=== Material shown ===
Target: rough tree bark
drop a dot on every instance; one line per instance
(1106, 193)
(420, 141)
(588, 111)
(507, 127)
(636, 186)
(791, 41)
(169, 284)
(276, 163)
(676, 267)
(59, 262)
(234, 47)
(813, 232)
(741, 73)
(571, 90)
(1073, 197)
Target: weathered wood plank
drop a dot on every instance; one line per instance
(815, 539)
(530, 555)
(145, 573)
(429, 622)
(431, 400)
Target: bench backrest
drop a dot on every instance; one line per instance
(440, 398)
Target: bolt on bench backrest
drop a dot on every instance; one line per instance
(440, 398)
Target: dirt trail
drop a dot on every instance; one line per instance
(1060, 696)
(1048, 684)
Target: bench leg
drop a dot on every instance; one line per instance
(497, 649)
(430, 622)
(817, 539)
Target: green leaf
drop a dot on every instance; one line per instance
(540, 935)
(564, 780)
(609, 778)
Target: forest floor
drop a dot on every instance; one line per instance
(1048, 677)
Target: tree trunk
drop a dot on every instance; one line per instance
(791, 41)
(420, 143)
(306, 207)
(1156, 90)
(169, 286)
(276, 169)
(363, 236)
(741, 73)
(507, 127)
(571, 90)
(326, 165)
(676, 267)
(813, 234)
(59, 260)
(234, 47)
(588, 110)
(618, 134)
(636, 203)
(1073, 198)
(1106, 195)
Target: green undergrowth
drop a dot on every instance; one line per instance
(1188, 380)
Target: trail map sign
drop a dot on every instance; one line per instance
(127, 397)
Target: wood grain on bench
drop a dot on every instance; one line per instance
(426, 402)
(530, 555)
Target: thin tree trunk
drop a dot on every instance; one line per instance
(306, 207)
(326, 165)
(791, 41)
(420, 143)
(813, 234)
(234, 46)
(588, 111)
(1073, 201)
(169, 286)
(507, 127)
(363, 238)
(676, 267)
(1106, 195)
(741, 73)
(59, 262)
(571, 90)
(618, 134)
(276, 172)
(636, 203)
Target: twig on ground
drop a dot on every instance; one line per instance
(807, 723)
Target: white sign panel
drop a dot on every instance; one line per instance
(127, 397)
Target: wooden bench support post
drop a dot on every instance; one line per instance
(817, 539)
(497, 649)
===
§ **What this task involves**: After reading the records above, transcribe them verbatim.

§ **Output**:
Target: rough tree bark
drop a dot on every instance; one line per instance
(1106, 193)
(420, 141)
(588, 111)
(507, 127)
(636, 186)
(791, 41)
(169, 284)
(276, 163)
(676, 267)
(59, 262)
(234, 47)
(813, 232)
(741, 73)
(571, 90)
(1073, 197)
Target: weathered wood plank
drop a dot on every instance; one line per instance
(815, 539)
(530, 555)
(145, 573)
(429, 622)
(431, 400)
Target: bench backrest
drop a dot on every instance; one line per instance
(440, 398)
Target: bolt on bench backrest
drop a dot on every instance; one line per instance
(440, 398)
Target: dirt trail
drop a dot on every instance; one line per instance
(1060, 696)
(1048, 684)
Target: bench leg
drop a dot on every instance; one line per instance
(497, 649)
(430, 622)
(817, 539)
Target: green leaf
drop a dot on every instance; one line per instance
(540, 935)
(564, 780)
(609, 778)
Target: forest floor
drop a dot on every instance; one line per instance
(1048, 677)
Target: tree trunk
drop a dot on every instance; one line per instance
(791, 41)
(420, 143)
(306, 207)
(1156, 90)
(169, 286)
(276, 169)
(363, 236)
(741, 73)
(507, 127)
(571, 90)
(326, 165)
(676, 267)
(813, 234)
(59, 260)
(234, 47)
(588, 110)
(618, 134)
(636, 203)
(1073, 198)
(1106, 195)
Target: green undergrowth
drop a dot on every instance; one line per instance
(1188, 380)
Target: trail map sign
drop a dot on every instance; one line per instance
(127, 397)
Target: wood grain on bench
drop a dot on every instance; one line per instance
(426, 402)
(530, 555)
Target: thin tree trunk
drop a dot on every instance; one line per instance
(306, 207)
(326, 165)
(791, 41)
(420, 143)
(813, 234)
(234, 46)
(588, 111)
(1073, 201)
(169, 286)
(507, 127)
(363, 238)
(676, 267)
(1106, 195)
(741, 73)
(59, 262)
(571, 90)
(618, 134)
(276, 172)
(636, 203)
Target: twig on ground
drop a dot on every instance; one line per instance
(807, 723)
Target: white sign panel
drop a dot on every instance; one line per instance
(127, 397)
Target: wooden bench support post
drop a dot on every instance; one line per instance
(817, 539)
(497, 649)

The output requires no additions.